Stated problem:
Exactly as they appear, output all of the entries.

— START Listed entries —

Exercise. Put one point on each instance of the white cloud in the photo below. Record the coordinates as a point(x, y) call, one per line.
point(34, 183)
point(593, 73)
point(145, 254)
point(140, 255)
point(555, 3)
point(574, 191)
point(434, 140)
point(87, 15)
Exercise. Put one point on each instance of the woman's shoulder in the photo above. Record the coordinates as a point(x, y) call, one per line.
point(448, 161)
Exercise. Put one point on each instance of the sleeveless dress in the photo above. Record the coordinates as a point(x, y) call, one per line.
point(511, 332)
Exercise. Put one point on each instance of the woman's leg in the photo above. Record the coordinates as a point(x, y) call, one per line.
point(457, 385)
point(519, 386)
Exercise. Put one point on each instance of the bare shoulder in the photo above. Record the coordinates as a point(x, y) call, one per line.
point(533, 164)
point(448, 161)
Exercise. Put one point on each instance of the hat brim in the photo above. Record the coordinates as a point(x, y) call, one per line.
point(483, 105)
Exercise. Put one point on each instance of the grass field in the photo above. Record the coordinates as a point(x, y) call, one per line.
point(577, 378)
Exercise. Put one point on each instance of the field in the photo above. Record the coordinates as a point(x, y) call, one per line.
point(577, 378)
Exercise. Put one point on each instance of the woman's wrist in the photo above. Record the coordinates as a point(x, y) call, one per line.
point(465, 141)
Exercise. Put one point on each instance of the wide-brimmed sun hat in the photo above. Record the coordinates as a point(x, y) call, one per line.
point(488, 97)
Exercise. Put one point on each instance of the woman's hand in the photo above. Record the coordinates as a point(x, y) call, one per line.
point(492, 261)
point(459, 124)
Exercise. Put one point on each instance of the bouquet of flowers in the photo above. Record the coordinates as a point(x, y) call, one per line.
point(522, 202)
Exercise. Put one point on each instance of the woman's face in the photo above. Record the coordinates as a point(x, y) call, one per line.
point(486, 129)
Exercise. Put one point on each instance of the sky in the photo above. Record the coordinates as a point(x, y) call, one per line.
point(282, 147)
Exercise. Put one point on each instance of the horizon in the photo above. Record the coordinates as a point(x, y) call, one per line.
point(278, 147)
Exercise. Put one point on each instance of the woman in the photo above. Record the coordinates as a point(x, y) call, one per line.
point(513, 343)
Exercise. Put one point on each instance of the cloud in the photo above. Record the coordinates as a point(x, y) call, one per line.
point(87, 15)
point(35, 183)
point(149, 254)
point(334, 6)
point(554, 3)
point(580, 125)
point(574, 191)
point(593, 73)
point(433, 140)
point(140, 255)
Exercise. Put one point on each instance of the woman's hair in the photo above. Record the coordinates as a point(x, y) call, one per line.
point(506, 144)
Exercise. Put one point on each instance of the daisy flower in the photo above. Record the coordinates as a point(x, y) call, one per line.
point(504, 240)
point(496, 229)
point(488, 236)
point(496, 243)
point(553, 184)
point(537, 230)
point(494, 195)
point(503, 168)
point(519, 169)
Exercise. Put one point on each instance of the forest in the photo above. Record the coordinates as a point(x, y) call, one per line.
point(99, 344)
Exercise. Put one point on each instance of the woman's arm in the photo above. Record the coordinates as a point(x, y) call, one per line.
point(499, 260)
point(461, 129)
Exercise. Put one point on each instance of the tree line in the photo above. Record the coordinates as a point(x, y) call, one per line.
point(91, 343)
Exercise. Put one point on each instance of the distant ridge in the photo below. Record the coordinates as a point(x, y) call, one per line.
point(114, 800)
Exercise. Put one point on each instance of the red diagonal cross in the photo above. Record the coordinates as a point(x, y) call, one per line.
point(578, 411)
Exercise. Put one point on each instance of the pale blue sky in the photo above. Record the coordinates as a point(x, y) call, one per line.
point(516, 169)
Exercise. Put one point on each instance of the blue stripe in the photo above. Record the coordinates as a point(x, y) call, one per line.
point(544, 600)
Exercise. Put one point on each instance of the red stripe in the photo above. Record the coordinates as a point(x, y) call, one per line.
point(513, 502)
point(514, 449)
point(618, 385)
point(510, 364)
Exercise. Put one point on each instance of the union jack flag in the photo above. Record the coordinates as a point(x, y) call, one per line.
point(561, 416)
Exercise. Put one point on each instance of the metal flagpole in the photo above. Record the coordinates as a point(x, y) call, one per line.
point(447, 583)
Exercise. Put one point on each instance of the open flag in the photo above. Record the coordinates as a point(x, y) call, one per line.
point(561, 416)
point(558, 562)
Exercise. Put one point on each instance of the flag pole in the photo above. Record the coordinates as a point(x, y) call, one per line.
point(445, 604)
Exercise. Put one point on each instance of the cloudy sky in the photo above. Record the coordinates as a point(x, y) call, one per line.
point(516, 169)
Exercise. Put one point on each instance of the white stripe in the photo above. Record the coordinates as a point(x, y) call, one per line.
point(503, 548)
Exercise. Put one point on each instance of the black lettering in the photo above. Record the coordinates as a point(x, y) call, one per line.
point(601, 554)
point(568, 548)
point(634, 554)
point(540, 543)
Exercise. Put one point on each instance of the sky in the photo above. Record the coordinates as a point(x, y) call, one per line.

— END Listed entries —

Output below:
Exercise. Put one point on each instance of the white cloud in the photo below. Record the coordinates as a point(x, y) call, one per line.
point(34, 183)
point(593, 73)
point(145, 254)
point(140, 255)
point(555, 3)
point(574, 191)
point(434, 140)
point(87, 15)
Exercise. Put one point on each instance of the woman's shoulder in the photo above. Record the coordinates as a point(x, y) call, one per line.
point(448, 161)
Exercise. Put one point on each instance of the sleeveless dress in the photo above. Record the coordinates as a point(x, y) call, one per line.
point(511, 332)
Exercise. Put one point on each instance of the woman's leg in the photo above. Record the coordinates as a point(x, y) call, one per line.
point(457, 385)
point(519, 386)
Exercise. Put one point on each instance of the bare shoulder in the photo above. Record the coordinates as a point(x, y) call, one per line.
point(533, 164)
point(448, 161)
Exercise. Put one point on each instance of the hat brim in the photo above. Record the coordinates as a point(x, y) call, one per line.
point(483, 105)
Exercise. Put one point on each instance of the grass field in the photo above. Record the coordinates as a point(x, y) call, one per line.
point(577, 378)
Exercise. Put one point on each instance of the field in the photo above. Record the coordinates as a point(x, y) call, one per line.
point(577, 378)
Exercise. Put one point on each instance of the woman's wrist in the photo above. Record the coordinates as a point(x, y) call, one per line.
point(465, 141)
Exercise. Put one point on each instance of the wide-brimmed sun hat in the photo above. Record the coordinates as a point(x, y) call, one per line.
point(488, 97)
Exercise. Put one point on each instance of the woman's hand in the photo above. Record the coordinates as a point(x, y) call, one per line.
point(492, 261)
point(459, 124)
Exercise. Put one point on each instance of the bouquet of flowers in the photo above. Record the coordinates as a point(x, y) call, one per line.
point(522, 202)
Exercise. Put one point on each instance of the woman's face in the photo above. Record the coordinates as a point(x, y) call, one per line.
point(486, 129)
Exercise. Put one point on each instance of the sky in the photo above. Record the coordinates as a point(x, y) call, one per line.
point(282, 147)
Exercise. Put one point on each instance of the horizon in the photo above. Record the coordinates as a point(x, y) call, one per line.
point(278, 147)
Exercise. Put one point on each instance of the woman in the photo above. Record the coordinates as a point(x, y) call, one per line.
point(513, 343)
Exercise. Put one point on each instance of the cloud in the photo above. Record the coordinates as a point(x, y) call, one per line.
point(87, 15)
point(35, 183)
point(149, 254)
point(334, 6)
point(554, 3)
point(580, 125)
point(574, 191)
point(593, 73)
point(433, 140)
point(140, 255)
Exercise. Put one point on each instance of the woman's hair in the photo above. Record the coordinates as a point(x, y) call, one per line.
point(506, 144)
Exercise. Put one point on each instance of the daisy flower in the photo above. Record the coordinates as a point(x, y) call, one per line.
point(504, 240)
point(496, 229)
point(488, 236)
point(496, 243)
point(553, 184)
point(537, 230)
point(494, 195)
point(503, 168)
point(519, 169)
Exercise. Put one point on each instance of the forest in the photo above. Record the coordinates as a point(x, y) call, one per line.
point(99, 344)
Exercise. Put one point on each instance of the woman's arm in the photo above. Record the coordinates as a point(x, y) call, one per line.
point(499, 260)
point(461, 129)
Exercise. Put one point on each instance of the tree line in the photo above. Record the coordinates as a point(x, y) call, one per line.
point(91, 343)
Exercise. Put one point on each instance of the distant ridge in the photo below. Record the coordinates as a point(x, y) call, one per line.
point(114, 800)
Exercise. Put one point on each instance of the red diagonal cross in the photo above. Record the coordinates as a point(x, y) call, one per line.
point(578, 411)
Exercise. Put one point on each instance of the pale blue sky in the photo above. Record the coordinates as a point(x, y) call, one per line.
point(516, 169)
Exercise. Put one point on each instance of the blue stripe in the photo above. Record the coordinates as a point(x, y) call, one per line.
point(544, 600)
Exercise. Put one point on each instance of the red stripe in the photo above. Record the coordinates as a point(x, y) call, one per line.
point(513, 502)
point(514, 449)
point(618, 385)
point(510, 364)
Exercise. Put one point on each instance of the union jack flag in the photo above. Record the coordinates as a point(x, y) call, one per line.
point(561, 416)
Exercise. Put one point on each instance of the metal flagpole in the photo above. Record the coordinates as a point(x, y) call, one per line.
point(447, 583)
Exercise. Put one point on each instance of the open flag in the photo above. Record the coordinates as a point(x, y) call, one per line.
point(561, 416)
point(558, 562)
Exercise. Put one point on each instance of the flag pole in the photo above. Record the coordinates as a point(x, y) call, one per line.
point(445, 604)
Exercise. Put one point on each instance of the cloudy sky in the photo above. Record the coordinates as a point(x, y) call, one per line.
point(516, 169)
Exercise. Put one point on each instance of the white stripe in the photo above. Record the coordinates as a point(x, y) call, one per line.
point(503, 548)
Exercise. Put one point on each instance of the black lettering in the photo above. Record the coordinates as a point(x, y) call, one per line.
point(601, 554)
point(568, 548)
point(634, 554)
point(540, 543)
Exercise. Put one point on each instance of the sky in the photo above. Record the coordinates as a point(x, y) call, one per line.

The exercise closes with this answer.